Data records
☆ ☆ ☆ ☆ ☆

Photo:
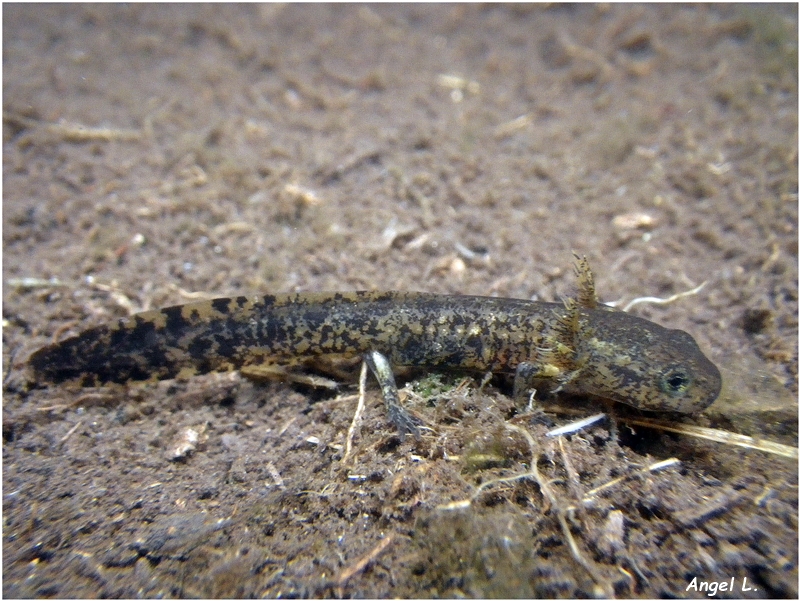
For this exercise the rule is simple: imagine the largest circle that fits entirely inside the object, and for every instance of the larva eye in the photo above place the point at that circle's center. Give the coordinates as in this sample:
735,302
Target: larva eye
675,382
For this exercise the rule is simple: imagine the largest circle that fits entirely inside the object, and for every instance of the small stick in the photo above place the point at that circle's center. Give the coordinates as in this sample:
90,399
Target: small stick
362,386
362,563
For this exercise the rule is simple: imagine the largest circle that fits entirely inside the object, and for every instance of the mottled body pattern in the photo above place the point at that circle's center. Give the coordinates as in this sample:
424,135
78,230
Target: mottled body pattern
582,347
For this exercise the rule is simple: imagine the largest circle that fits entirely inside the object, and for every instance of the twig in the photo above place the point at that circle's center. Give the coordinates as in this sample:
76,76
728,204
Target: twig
663,301
364,561
362,386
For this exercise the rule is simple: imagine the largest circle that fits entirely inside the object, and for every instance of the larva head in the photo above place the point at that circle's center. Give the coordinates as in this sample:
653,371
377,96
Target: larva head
639,363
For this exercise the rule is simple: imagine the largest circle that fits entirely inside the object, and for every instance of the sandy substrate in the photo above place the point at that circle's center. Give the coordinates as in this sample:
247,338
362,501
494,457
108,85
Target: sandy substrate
156,154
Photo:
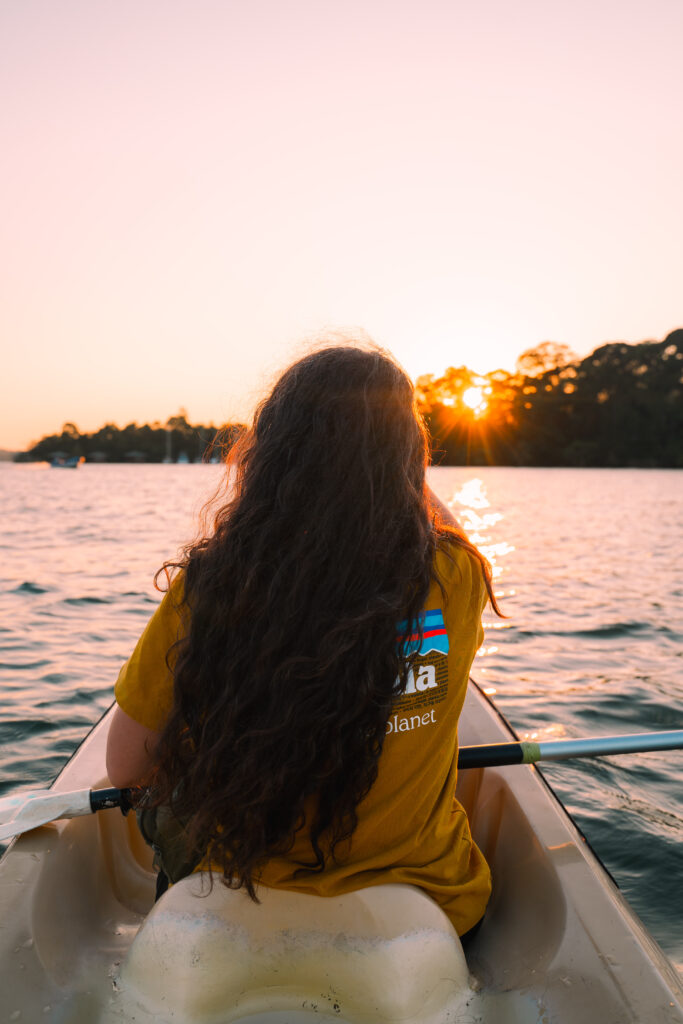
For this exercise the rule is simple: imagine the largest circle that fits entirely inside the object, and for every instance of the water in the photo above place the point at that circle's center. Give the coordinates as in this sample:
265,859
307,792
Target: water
587,565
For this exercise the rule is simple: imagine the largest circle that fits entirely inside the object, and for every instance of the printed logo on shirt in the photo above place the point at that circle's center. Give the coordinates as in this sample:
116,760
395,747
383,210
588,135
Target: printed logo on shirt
433,632
427,680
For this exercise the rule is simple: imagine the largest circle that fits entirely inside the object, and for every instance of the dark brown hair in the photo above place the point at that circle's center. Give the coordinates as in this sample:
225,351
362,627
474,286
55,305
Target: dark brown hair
286,679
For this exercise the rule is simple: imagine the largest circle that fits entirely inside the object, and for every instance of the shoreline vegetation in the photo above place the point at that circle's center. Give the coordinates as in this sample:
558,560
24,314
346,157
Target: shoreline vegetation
620,407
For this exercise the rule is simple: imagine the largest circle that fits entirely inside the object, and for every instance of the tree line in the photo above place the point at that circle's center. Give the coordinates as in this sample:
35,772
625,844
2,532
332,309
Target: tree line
175,440
621,406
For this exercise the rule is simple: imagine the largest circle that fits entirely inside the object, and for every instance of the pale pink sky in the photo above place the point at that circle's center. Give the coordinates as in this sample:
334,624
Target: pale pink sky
191,188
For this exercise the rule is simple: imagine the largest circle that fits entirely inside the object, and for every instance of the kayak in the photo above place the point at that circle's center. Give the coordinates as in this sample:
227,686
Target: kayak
82,940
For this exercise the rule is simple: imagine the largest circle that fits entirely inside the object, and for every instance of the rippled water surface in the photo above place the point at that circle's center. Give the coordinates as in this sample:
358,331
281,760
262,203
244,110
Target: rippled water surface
588,563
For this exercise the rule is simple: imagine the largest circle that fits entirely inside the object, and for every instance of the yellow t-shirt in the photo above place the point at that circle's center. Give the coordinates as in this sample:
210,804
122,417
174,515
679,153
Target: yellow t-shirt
411,827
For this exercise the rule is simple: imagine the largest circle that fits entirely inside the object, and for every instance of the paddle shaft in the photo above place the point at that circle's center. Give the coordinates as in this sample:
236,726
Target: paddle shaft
29,810
527,753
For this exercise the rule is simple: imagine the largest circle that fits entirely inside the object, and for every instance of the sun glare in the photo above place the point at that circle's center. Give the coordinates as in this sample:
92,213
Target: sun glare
475,399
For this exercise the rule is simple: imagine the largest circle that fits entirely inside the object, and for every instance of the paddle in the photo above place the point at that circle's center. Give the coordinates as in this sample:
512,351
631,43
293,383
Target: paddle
28,810
527,753
23,811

☆ ☆ ☆ ☆ ☆

Leave out the pictures and give the listing above again exactly.

Photo:
For this exercise the rule is simple: imagine the largest circle that fits entirely inside the object, and for every instance of the larva eye in the photo above place the point at that circle's center. Give the coordinates as in this sample:
735,302
Target: larva eye
675,382
For this exercise the rule is simple: imagine the largest circle that fits entirely inside the object, and for every instance of the small stick in the photo above place the point at that circle's center. Give the coordinates as in this sample:
90,399
Target: small stick
362,386
362,563
For this exercise the rule is simple: imagine the largest circle that fits entirely inside the object, and for every instance of the mottled body pattern in the photo above place the point at that circle's center. Give the coordinates as in this sample:
424,135
78,230
Target: mottled body pattern
582,347
For this exercise the rule is simple: imagine the largest circle that fits entirely inside the object, and for every instance of the twig in the photo above place the point at that circle's center. Give the coordinates as in this sample:
76,76
728,204
Target: twig
663,301
364,561
362,386
For this exercise the rule is simple: imagine the largest circle that fits entirely inside the object, and for every instance of the larva head in the photo above place the point at that circle's center. Give the coordinates as in this sample:
653,371
377,96
Target: larva head
639,363
For this exercise the rule is simple: imagine the largest circle that fits entirely inside the object, and for every instance of the sandy substrate in the photo above place the point at that circle's center. Give the coordinates as in this sample:
247,338
362,501
494,457
108,85
Target: sandy substrate
156,154
Photo:
For this exercise the rule is simple: imagine the largest circle that fits entirely inside the object, and for every instance of the water in the photo above place the point at that circle's center. Give the coordinates as in this sample:
265,859
307,792
Target: water
587,565
For this exercise the rule is simple: imagine the largest circle that fits entirely inside the object, and for every instance of the printed logo on shirt in the photo above place the point at that circle's center. Give the coordinates as in this sample:
116,760
395,747
383,210
588,135
Target: printed logo on shirt
433,632
427,680
For this exercise the rule is simple: imagine the largest circle that fits entirely inside the object, and for every instance of the dark brown hair in the photo above place the point at that circle's center. Give the coordinates as in this sample:
225,351
362,627
474,286
55,305
Target: dark brown hair
286,679
For this exercise the rule is simple: imagine the largest circle that fits entirely inside the object, and for every instance of the shoreline vegetation in the photo above place the point at that circle's center. Give the coordinates as in this sample:
558,560
24,314
346,157
Target: shoreline vegetation
620,407
For this exercise the rule is simple: imagine the largest circle that fits entirely inside the object, and for every instance of the tree line in the photo above place the point at that circle's center. Give the coordinates as in this sample:
35,772
625,844
2,532
332,309
Target: tree line
175,440
621,406
For this exercise the rule is simple: imagine the largest circle that fits entirely inside the object, and for every instance of the pale pink sky in the photo above place the point at that circle's center. Give the coordinates as in this sample:
334,624
Target: pale pink sky
191,188
For this exercise the rule is simple: imagine the largest circle that fits entirely inside the object, and for every instance of the kayak in the photo above place the point at that circle's center. Give the coordinates as in this sample:
227,686
Target: kayak
82,940
For this exercise the rule is simple: imagine the largest circle that fits entirely inside the object, and for every instance of the rippled water surface in the photo above place the point at that circle's center. Give the coordinates as in this sample:
358,331
281,760
262,203
244,110
Target: rippled water surface
588,563
For this exercise the rule is simple: imagine the largest circle that fits entirely inside the object, and for every instance of the yellow t-shirt in the photo above place the point at that circle's center. Give the coordinates as in this sample:
210,804
122,417
174,515
679,153
Target: yellow t-shirt
411,827
For this exercise the rule is simple: imagine the largest circle that fits entirely inside the object, and for every instance of the paddle shaft in the photo above place the point at that circle's center. Give the coordinates as in this sample:
236,726
Target: paddle shaft
29,810
527,753
For this exercise the rule is simple: imagine the largest circle that fits entirely inside the object, and for every instance of the sun glare in the photo above place the point at that circle's center. Give the coordinates as in this sample:
92,213
Target: sun glare
475,399
For this exercise the rule is simple: imagine the largest circle that fits entirely inside the object, and for every instance of the paddle in the photo above place the point at that circle's center. Give the coordinates as in this sample:
512,351
631,43
293,383
Target: paddle
28,810
527,753
23,811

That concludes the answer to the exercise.